→ **Description of the task**: Write out all of the lines below, exactly and completely.

>>

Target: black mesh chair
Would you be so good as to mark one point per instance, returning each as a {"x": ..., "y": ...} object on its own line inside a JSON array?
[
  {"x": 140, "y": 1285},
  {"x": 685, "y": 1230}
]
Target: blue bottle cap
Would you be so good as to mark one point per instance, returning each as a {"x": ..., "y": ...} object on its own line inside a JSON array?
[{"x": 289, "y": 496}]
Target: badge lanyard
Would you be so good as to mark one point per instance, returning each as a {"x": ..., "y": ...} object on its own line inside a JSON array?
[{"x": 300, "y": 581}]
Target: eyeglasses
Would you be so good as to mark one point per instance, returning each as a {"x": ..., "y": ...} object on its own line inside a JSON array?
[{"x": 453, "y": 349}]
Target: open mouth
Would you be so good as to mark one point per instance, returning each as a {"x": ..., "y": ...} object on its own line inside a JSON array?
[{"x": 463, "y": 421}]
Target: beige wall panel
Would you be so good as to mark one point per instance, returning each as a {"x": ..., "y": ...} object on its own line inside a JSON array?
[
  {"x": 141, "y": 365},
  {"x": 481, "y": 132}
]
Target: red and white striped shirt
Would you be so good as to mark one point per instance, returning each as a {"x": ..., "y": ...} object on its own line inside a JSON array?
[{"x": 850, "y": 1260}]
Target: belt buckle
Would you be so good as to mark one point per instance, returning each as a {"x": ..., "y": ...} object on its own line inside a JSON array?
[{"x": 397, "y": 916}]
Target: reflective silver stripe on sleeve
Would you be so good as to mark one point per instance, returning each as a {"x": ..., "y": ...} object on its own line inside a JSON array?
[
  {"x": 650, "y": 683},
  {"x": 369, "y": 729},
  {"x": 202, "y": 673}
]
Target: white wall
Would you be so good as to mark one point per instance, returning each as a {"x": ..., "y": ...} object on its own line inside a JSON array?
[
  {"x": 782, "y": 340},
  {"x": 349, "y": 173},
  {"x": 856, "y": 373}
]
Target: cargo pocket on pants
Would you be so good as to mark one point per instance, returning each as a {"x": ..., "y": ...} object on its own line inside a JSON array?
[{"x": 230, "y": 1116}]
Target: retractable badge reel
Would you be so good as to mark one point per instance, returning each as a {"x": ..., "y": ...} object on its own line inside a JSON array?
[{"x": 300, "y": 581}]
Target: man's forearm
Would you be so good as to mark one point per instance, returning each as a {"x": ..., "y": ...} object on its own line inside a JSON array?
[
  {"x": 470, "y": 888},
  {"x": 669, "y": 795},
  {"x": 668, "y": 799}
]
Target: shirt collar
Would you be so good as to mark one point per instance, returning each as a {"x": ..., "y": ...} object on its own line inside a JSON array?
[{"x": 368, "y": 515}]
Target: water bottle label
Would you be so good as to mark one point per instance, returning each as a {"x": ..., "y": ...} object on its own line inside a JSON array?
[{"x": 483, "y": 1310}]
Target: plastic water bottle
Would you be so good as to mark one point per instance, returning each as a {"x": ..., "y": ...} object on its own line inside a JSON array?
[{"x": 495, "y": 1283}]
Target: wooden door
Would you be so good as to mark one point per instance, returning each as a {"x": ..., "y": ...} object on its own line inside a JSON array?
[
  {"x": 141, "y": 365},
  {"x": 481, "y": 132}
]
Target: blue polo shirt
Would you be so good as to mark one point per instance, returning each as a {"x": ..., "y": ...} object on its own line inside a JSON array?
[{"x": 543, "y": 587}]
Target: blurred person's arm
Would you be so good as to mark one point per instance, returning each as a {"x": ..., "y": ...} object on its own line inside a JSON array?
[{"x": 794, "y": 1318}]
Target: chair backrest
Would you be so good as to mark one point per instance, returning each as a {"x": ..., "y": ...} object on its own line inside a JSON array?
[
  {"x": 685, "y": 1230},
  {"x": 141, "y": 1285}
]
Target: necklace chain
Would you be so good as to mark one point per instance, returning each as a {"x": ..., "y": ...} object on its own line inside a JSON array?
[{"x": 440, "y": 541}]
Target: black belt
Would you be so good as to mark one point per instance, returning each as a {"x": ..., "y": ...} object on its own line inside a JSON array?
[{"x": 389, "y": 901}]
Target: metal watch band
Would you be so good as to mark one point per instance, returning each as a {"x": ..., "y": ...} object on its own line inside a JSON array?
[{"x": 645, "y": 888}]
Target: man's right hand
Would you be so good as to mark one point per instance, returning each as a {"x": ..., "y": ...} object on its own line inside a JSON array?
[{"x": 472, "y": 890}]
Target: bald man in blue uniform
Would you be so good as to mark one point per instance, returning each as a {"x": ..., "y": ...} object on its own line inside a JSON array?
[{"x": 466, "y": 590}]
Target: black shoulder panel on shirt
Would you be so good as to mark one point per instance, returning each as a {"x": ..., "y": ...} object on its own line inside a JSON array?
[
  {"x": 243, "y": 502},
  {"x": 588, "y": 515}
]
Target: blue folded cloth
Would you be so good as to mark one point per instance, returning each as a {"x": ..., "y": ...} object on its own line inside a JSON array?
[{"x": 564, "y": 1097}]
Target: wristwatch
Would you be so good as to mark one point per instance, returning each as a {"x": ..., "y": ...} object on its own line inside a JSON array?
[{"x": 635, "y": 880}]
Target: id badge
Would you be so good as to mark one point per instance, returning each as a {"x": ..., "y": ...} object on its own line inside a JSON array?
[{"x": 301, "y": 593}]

<<

→ **Response to this exercise**:
Target: black mesh chair
Would you be so good as to mark one point per instance, returning each as a {"x": ..., "y": ...} object on its own line inside a JSON array?
[
  {"x": 140, "y": 1285},
  {"x": 685, "y": 1230}
]
Target: blue bottle cap
Would you be so good as to mark one point per instance, returning each as a {"x": ..., "y": ...} object on its own line inside a JSON array?
[{"x": 289, "y": 496}]
Target: badge lanyard
Would you be so good as to mark one point per instance, returning each as a {"x": ..., "y": ...} object on its own line inside a JSON array?
[{"x": 300, "y": 581}]
Target: eyeglasses
Would you be so good as to mark one point per instance, returning each as a {"x": ..., "y": ...} object on its own line inside a JSON array?
[{"x": 453, "y": 349}]
Target: open mouth
Would you be so good as to mark one point per instance, returning each as a {"x": ..., "y": ...} object on its own line inside a JSON array?
[{"x": 463, "y": 421}]
Target: beige wall panel
Would you be so good as to mark one point per instance, returning each as a {"x": ..., "y": ...} object on its own line inside a JSON array?
[
  {"x": 141, "y": 365},
  {"x": 481, "y": 132}
]
Target: red and white striped shirt
Would you be so good as to mark one point per instance, returning each as a {"x": ..., "y": ...} object on its own line inside a JSON array?
[{"x": 850, "y": 1260}]
Target: belt buckle
Would you be so good as to mark one point per instance, returning each as a {"x": ..., "y": ...} object on its own line inside a JSON array?
[{"x": 397, "y": 916}]
Target: reflective silver stripe on sleeve
Would you be so good as to mark one point per instance, returning each as a {"x": ..., "y": ...} object on its own line inside a JSON array?
[
  {"x": 650, "y": 683},
  {"x": 369, "y": 729},
  {"x": 202, "y": 673}
]
Target: white wall
Would you be so good as to mark one point per instance, returning each as a {"x": ..., "y": ...} object on its own line inside a JSON array?
[
  {"x": 782, "y": 340},
  {"x": 349, "y": 173},
  {"x": 856, "y": 373}
]
Target: cargo pocket on pants
Would you be so good as to mark one point per instance, returning each as a {"x": ..., "y": ...} object on its own line inside a JSON array?
[{"x": 230, "y": 1116}]
Target: retractable badge reel
Would you be so good as to mark one point per instance, returning each as a {"x": ..., "y": ...} object on its own line inside a JSON array?
[{"x": 300, "y": 581}]
Target: man's forearm
Would you be so good as to mark one point per instance, returning each as a {"x": ..., "y": ...} object on its own line inside a JSON array?
[
  {"x": 470, "y": 888},
  {"x": 669, "y": 795},
  {"x": 668, "y": 799}
]
Target: shirt collar
Would you be so good as to mark one point per instance, returning each as a {"x": ..., "y": ...} object on its own line inside a JSON array?
[{"x": 368, "y": 515}]
Target: water bottle label
Would you be so good as to mark one point per instance, returning each as a {"x": ..., "y": ...} object on its own line inside a JSON array?
[{"x": 483, "y": 1310}]
Target: plastic water bottle
Would you be so good as to mark one point per instance, returning each as a {"x": ..., "y": ...} object on its own line inside a JSON array?
[{"x": 495, "y": 1283}]
Target: wooden door
Would you be so good as to mark one point per instance, returning each as a {"x": ..., "y": ...} object on its own line inside a JSON array?
[
  {"x": 141, "y": 365},
  {"x": 481, "y": 132}
]
Target: blue polo shirt
Would you be so good as to mark one point per instance, returning each as a {"x": ..., "y": ...} object on its own line inside a JSON array?
[{"x": 543, "y": 587}]
Target: blurred person's arm
Would you be so good as to mark one point per instance, returning each as a {"x": ..., "y": ...} object on its own line inside a JSON array?
[{"x": 794, "y": 1318}]
Target: chair backrest
Would you be so good as to mark one point per instance, returning each as a {"x": ..., "y": ...} object on its own line inside a JSON array?
[
  {"x": 685, "y": 1230},
  {"x": 141, "y": 1285}
]
Target: necklace chain
Would you be so good as to mark one point per instance, returning each as a {"x": ..., "y": ...} object on its own line inside a JSON array?
[{"x": 440, "y": 541}]
Target: black belt
Would you be so good as to mark one point per instance, returning each as a {"x": ..., "y": ...} object on its own line inside a JSON array?
[{"x": 389, "y": 901}]
Target: metal watch band
Would you be so good as to mark one point per instance, returning each as a {"x": ..., "y": ...} object on its own line inside a JSON array?
[{"x": 645, "y": 888}]
Target: man's right hand
Would you be so good as to mark one point per instance, returning each as a {"x": ..., "y": ...} object on its own line inside a JSON array?
[{"x": 472, "y": 890}]
Target: bald man in blue uniform
Would you be so good as to mark one point per instance, returning each as a {"x": ..., "y": ...} object on its own line inside a JSON array?
[{"x": 466, "y": 590}]
Target: black shoulder panel on shirt
Would you be so good as to mark one point per instance, returning each as a {"x": ..., "y": ...} object on its own line inside a JSON array?
[
  {"x": 243, "y": 502},
  {"x": 588, "y": 515}
]
Target: blue folded cloth
Would you be so good as to mark one point per instance, returning each as a {"x": ..., "y": ...} object on its own line inside a JSON array?
[{"x": 564, "y": 1097}]
Target: wristwatch
Would you be so good as to mark one point per instance, returning each as a {"x": ..., "y": ...} object on its own line inside a JSON array?
[{"x": 635, "y": 880}]
Target: id badge
Would you be so good as to mark one point per instance, returning each as a {"x": ..., "y": ...} object on its own line inside a JSON array?
[{"x": 301, "y": 593}]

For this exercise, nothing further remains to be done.